(Entries from a dataset)

---

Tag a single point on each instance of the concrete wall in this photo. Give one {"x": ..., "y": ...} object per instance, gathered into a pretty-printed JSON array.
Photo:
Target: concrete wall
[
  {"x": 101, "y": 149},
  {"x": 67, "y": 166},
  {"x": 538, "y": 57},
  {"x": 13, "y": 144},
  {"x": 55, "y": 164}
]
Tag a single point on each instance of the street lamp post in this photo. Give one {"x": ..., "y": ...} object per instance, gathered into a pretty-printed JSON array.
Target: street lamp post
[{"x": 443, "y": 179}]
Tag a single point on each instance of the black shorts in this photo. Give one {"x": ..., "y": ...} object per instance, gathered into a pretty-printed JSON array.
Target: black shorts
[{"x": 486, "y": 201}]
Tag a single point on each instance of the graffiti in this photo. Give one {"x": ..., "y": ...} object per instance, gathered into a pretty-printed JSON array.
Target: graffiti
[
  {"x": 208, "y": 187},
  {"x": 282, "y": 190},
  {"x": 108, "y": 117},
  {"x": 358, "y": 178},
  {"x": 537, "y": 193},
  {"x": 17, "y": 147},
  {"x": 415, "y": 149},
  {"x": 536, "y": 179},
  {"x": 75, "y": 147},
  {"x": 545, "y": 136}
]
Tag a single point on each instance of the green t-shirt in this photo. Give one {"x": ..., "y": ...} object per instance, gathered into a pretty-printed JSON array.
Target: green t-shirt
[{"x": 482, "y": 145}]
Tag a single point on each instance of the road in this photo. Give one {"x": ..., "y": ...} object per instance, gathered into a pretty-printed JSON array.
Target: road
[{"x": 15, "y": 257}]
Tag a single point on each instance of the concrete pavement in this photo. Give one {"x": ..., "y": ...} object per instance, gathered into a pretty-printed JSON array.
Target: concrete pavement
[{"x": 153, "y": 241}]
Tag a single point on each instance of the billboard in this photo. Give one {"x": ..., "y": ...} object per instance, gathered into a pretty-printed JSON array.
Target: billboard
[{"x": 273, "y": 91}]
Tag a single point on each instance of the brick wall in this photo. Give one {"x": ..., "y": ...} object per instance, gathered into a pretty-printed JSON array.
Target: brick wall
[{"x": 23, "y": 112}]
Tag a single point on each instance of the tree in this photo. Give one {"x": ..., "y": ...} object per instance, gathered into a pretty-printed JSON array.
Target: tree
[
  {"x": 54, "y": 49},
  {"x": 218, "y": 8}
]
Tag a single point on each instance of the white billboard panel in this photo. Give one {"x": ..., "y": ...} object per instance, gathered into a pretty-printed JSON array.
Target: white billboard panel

---

## STATED TASK
Copy exactly, word for word, the line with "Tag a single point on each instance of the billboard" through the final line of the listing.

## EXERCISE RESULT
Tag a single point on each instance of the billboard in this photo. Give one {"x": ..., "y": ...} object per instance, gathered into a pretty-printed JSON array.
Target: billboard
[{"x": 273, "y": 91}]
Tag a single point on each instance of the brick wall in this photo. Give one {"x": ..., "y": ...} object per instance, gathered into a pretty-printed JSON array.
Target: brick wall
[{"x": 23, "y": 112}]
Tag a single point on each instance of the tree in this photo. Give one {"x": ..., "y": ...} object per instance, gathered into a pretty-printed JSON array.
Target: tree
[
  {"x": 54, "y": 49},
  {"x": 218, "y": 8}
]
Tag a single point on each instance of the white billboard panel in this photo. Give one {"x": ..., "y": ...} object per instance, gathered into a pretty-printed JSON array.
Target: white billboard panel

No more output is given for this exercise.